> [STATED PROBLEM]
Count the lines in the rows below that contain the string "hilltop", treating uppercase and lowercase as different. Reply with the number alone.

================

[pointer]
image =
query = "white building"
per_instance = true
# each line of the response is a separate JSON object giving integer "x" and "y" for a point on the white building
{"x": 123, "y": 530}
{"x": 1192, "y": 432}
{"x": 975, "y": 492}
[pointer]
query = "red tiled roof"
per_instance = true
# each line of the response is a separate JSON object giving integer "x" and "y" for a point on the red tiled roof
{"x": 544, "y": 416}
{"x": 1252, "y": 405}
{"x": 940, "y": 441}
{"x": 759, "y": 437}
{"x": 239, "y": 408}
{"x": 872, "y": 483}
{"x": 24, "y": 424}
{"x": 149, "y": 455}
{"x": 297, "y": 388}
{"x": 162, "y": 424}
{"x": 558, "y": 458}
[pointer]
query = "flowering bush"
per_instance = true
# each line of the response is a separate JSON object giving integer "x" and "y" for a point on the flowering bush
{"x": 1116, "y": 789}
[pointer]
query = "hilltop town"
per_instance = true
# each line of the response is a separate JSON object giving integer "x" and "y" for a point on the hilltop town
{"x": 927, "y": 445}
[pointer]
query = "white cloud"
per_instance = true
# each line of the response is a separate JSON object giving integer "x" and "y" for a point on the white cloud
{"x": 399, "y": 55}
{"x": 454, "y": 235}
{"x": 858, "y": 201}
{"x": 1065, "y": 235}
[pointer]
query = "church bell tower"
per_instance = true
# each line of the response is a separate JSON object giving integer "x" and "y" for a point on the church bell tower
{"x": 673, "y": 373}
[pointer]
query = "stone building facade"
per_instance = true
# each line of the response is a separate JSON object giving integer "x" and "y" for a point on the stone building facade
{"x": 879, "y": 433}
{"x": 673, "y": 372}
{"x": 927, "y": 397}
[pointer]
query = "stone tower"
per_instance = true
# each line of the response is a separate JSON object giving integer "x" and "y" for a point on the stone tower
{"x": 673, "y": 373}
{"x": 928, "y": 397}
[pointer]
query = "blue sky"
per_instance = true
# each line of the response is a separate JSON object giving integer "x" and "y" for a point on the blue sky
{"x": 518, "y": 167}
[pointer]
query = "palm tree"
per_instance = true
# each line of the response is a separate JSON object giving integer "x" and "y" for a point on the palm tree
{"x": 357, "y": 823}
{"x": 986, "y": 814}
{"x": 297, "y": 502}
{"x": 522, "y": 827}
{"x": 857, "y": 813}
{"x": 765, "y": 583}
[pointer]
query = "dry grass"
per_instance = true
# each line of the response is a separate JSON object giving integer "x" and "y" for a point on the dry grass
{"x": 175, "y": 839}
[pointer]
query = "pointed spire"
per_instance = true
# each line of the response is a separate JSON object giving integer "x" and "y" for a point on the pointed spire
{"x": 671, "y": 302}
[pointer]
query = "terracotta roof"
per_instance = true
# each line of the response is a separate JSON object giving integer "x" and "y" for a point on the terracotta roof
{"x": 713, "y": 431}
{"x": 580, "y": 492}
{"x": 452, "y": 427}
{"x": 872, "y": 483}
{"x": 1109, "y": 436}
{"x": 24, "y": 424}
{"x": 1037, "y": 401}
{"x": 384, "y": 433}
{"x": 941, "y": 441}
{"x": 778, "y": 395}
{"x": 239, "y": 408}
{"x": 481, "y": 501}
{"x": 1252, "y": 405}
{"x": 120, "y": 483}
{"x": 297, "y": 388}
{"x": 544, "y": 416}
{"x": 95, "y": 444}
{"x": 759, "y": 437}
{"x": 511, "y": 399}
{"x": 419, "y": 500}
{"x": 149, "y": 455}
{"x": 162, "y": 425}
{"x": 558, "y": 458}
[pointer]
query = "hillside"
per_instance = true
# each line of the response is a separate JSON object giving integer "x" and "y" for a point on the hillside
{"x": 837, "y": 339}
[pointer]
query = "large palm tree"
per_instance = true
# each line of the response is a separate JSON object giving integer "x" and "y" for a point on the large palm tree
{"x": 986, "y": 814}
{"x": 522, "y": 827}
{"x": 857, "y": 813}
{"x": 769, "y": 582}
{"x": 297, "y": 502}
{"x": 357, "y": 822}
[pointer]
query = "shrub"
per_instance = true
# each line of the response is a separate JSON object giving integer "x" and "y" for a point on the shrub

================

> [RESULT OF THIS EXERCISE]
2